* SET TASKS:
1 - List every calendar year mentioned in the divorce case summary.
2 - Decide whether each statement below agrees with the divorce case summary, answering yes or no and quoting the words that settle it: (a) The husband filed his divorce petition in 1999. (b) The family court granted the divorce on the ground of cruelty. (c) The husband offered to pay alimony once the divorce was granted.
3 - Pick up the divorce case summary after its last sentence and write what comes next.

* PASSAGE SHOWN:
------------------------------

The Supreme Court recently dissolved a marriage by exercising its inherent powers under Article 142 of the Constitution, even as it recognised that there is no statutory law for recognising irretrievable breakdown of marriageas a ground for divorce in India
The disputing parties were married in May, 1993, and the wife conceived out of wedlock and gave birth to a son in August, 1995. Since the beginning, both parties were conflicted, and it was evident that their problems were stemming from their differences in opinions.
Consequently in 1999, the husband filed a petition under Section 13(1) (i)(a) and (i)(b)  for a decree of divorce in the Family Court, Hyderabad. In this petition, the husband submitted that his wife was cruel towards him and she frequently stayed with her parents. However, the family court refused to grant a divorce under these sections since they were not convinced about the infliction of cruelty and also due to the lack of mutual consent. Moreover, they also denied divorce on the grounds of irretrievable breakdown of marriage despite the supporting precedents from SC.
The dissatisfied appellant, i.e. the husband, approached the Apex Court with an appeal against the judgement of Andhra Pradesh HC.  He, in his appeal, sought a divorce from his wife on the grounds of irretrievable breakdown of marriage.
Whether the order and judgment, passed by Family Court and later confirmed by High Court of Andhra Pradesh, regarding refusal to grant divorce on the grounds of irretrievable breakdown of marriage, is in accordance with the previous judgments (precedents) given by Supreme Court of India, and whether the marriage had indeed irretrievably broken down?
Arguments of the Parties
The petitioners relied on their living situation, living separately for over 22 years, and contended that this separation provided strong evidence regarding the failure of their marriage which is now broken beyond repair, since their differences have been persisting for more than two decades and cannot be resolved now, thence there is no chance of this marriage surviving. He also agreed to pay a reasonable amount as alimony to the estranged wife after this decree of divorce is granted.

------------------------------

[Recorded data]
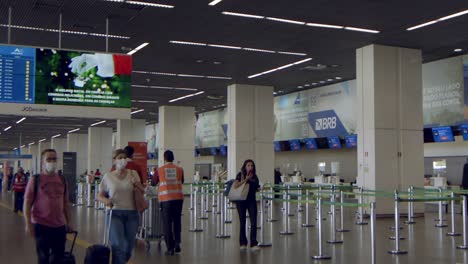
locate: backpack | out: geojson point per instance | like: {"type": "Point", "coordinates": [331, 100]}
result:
{"type": "Point", "coordinates": [36, 186]}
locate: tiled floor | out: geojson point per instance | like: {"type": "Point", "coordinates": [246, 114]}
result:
{"type": "Point", "coordinates": [424, 242]}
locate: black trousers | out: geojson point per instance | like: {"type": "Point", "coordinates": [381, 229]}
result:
{"type": "Point", "coordinates": [50, 243]}
{"type": "Point", "coordinates": [242, 208]}
{"type": "Point", "coordinates": [171, 212]}
{"type": "Point", "coordinates": [19, 199]}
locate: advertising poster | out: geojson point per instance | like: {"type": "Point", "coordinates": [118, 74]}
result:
{"type": "Point", "coordinates": [84, 79]}
{"type": "Point", "coordinates": [210, 129]}
{"type": "Point", "coordinates": [290, 116]}
{"type": "Point", "coordinates": [443, 92]}
{"type": "Point", "coordinates": [140, 158]}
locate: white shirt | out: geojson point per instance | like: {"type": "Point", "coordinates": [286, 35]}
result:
{"type": "Point", "coordinates": [120, 191]}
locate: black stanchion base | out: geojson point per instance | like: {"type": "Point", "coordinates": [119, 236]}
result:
{"type": "Point", "coordinates": [362, 223]}
{"type": "Point", "coordinates": [397, 252]}
{"type": "Point", "coordinates": [343, 230]}
{"type": "Point", "coordinates": [264, 245]}
{"type": "Point", "coordinates": [335, 241]}
{"type": "Point", "coordinates": [393, 238]}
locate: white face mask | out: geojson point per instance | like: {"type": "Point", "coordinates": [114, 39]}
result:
{"type": "Point", "coordinates": [120, 164]}
{"type": "Point", "coordinates": [50, 167]}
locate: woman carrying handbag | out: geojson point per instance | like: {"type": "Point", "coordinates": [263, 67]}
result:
{"type": "Point", "coordinates": [249, 179]}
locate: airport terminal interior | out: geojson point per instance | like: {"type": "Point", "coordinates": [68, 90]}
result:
{"type": "Point", "coordinates": [354, 115]}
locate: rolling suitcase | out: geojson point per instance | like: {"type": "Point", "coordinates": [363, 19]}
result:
{"type": "Point", "coordinates": [100, 254]}
{"type": "Point", "coordinates": [68, 257]}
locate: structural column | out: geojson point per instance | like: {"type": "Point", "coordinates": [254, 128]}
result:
{"type": "Point", "coordinates": [177, 133]}
{"type": "Point", "coordinates": [99, 148]}
{"type": "Point", "coordinates": [130, 130]}
{"type": "Point", "coordinates": [250, 129]}
{"type": "Point", "coordinates": [390, 122]}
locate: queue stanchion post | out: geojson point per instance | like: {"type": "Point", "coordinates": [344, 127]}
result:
{"type": "Point", "coordinates": [361, 209]}
{"type": "Point", "coordinates": [342, 229]}
{"type": "Point", "coordinates": [452, 213]}
{"type": "Point", "coordinates": [195, 209]}
{"type": "Point", "coordinates": [319, 226]}
{"type": "Point", "coordinates": [286, 230]}
{"type": "Point", "coordinates": [410, 220]}
{"type": "Point", "coordinates": [263, 243]}
{"type": "Point", "coordinates": [397, 250]}
{"type": "Point", "coordinates": [373, 240]}
{"type": "Point", "coordinates": [333, 239]}
{"type": "Point", "coordinates": [441, 220]}
{"type": "Point", "coordinates": [465, 238]}
{"type": "Point", "coordinates": [307, 223]}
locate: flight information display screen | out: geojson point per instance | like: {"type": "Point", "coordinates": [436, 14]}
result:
{"type": "Point", "coordinates": [17, 66]}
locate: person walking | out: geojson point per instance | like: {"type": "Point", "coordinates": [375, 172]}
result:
{"type": "Point", "coordinates": [248, 174]}
{"type": "Point", "coordinates": [170, 179]}
{"type": "Point", "coordinates": [19, 186]}
{"type": "Point", "coordinates": [117, 192]}
{"type": "Point", "coordinates": [47, 210]}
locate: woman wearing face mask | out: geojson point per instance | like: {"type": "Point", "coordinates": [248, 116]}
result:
{"type": "Point", "coordinates": [116, 191]}
{"type": "Point", "coordinates": [248, 175]}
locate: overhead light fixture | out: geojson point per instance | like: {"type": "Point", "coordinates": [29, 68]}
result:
{"type": "Point", "coordinates": [140, 3]}
{"type": "Point", "coordinates": [71, 32]}
{"type": "Point", "coordinates": [242, 15]}
{"type": "Point", "coordinates": [235, 47]}
{"type": "Point", "coordinates": [279, 68]}
{"type": "Point", "coordinates": [186, 96]}
{"type": "Point", "coordinates": [138, 48]}
{"type": "Point", "coordinates": [213, 3]}
{"type": "Point", "coordinates": [21, 120]}
{"type": "Point", "coordinates": [163, 87]}
{"type": "Point", "coordinates": [362, 30]}
{"type": "Point", "coordinates": [74, 130]}
{"type": "Point", "coordinates": [98, 123]}
{"type": "Point", "coordinates": [438, 20]}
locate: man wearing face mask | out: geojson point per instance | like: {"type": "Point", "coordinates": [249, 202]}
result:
{"type": "Point", "coordinates": [47, 210]}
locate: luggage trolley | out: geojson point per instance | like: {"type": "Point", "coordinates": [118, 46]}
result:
{"type": "Point", "coordinates": [151, 223]}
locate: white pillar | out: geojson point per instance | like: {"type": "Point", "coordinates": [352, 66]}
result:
{"type": "Point", "coordinates": [390, 123]}
{"type": "Point", "coordinates": [60, 145]}
{"type": "Point", "coordinates": [99, 149]}
{"type": "Point", "coordinates": [177, 133]}
{"type": "Point", "coordinates": [250, 129]}
{"type": "Point", "coordinates": [79, 143]}
{"type": "Point", "coordinates": [130, 130]}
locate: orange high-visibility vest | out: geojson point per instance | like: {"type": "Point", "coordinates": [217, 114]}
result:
{"type": "Point", "coordinates": [170, 183]}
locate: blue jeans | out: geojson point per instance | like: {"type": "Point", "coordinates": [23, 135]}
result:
{"type": "Point", "coordinates": [123, 229]}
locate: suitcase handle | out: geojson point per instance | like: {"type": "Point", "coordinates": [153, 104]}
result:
{"type": "Point", "coordinates": [75, 233]}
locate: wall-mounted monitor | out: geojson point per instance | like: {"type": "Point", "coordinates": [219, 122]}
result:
{"type": "Point", "coordinates": [310, 144]}
{"type": "Point", "coordinates": [442, 134]}
{"type": "Point", "coordinates": [464, 131]}
{"type": "Point", "coordinates": [351, 141]}
{"type": "Point", "coordinates": [334, 142]}
{"type": "Point", "coordinates": [295, 144]}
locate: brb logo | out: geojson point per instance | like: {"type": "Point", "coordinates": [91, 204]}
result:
{"type": "Point", "coordinates": [326, 124]}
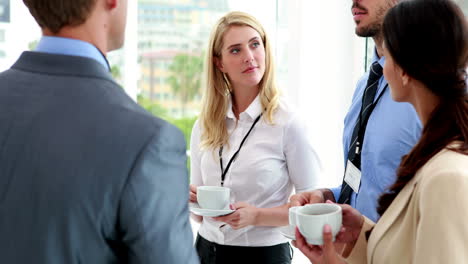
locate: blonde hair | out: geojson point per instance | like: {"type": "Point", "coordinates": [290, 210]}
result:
{"type": "Point", "coordinates": [218, 89]}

------------------------------

* ANSWERS:
1 - 1993, 1995, 1999

2 -
(a) Yes: "Consequently in 1999, the husband filed a petition"
(b) No: "the family court refused to grant a divorce under these sections since they were not convinced about the infliction of cruelty"
(c) Yes: "He also agreed to pay a reasonable amount as alimony to the estranged wife after this decree of divorce is granted."

3 -
Hence, the counsel representing the petitioner requested the court to exercise powers specified under Article 142 to dissolve the marriage, by granting divorce on grounds of irretrievable breakdown of marriage. The petitioners supported their arguments by relying on the precedents decided by Supreme Court wherein the court had acknowledged this as a ground for divorce, and was sure that the marriage is non-retrievable as it has now become emotionally dead, and is in a state that is beyond salvage.  Therefore, they allowed the decree of divorce even in the absence of any law, specifically discussing this ground of divorce, since they believed that justice could be served in these cases, only with the exercise of this special power.
However, the wife and her counsel argued that since there was no express recognition of this ground under the hindu laws, therefore divorce cannot be granted. They contended that previously divorce was granted on such grounds only when both parties consented to it. They relied on the precedents adjudged by the SC to support their argument and prayed that the court grants them relief in a similar way as the Family Court and HC.
Interpretation and Analysis of the Law
The Court based their decisions on the grounds that since the relationship between both the parties is strained and estranged for 22 years, hence it is evident that there are nil possibilities for a reunion. None of the efforts were fruitful in the past, and any efforts henceforth are also likely to be the same. Therefore, in such cases, the courts have previously granted relief to the parties seeking a divorce, even if only one of the parties is consenting since it is evident and the court also strongly believes that the relationship is completely broken and irreparable.
The judges, in this case, relied on the reasoning given in the Neelu Kohli case  and asserted that it will be unrealistic and unnecessary to force people to continue to be a part of a relationship that has long been dead, merely by applying legal provisions for the same. The prime essence of a bond established through matrimony is companionship, and if the parties have long been living separately, then making it a mandate to continue the same, is injurious to the interests of the parties and even the society as a whole. Moreover, the judiciary has the responsibility to ensure the proper functioning of the society by interpretation and application of laws, hence supporting a legal bond with no emotions will eventually lower the sanctity of matrimonial bonds.
Maintaining a relationship as important as marriage is the duty of the judiciary; but forcing such relationships on people is a futile attempt since a broken relationship cannot be mended by forceful application of law, as it simply leads to emotional abandonment and incompatibility which are major issues in matrimony.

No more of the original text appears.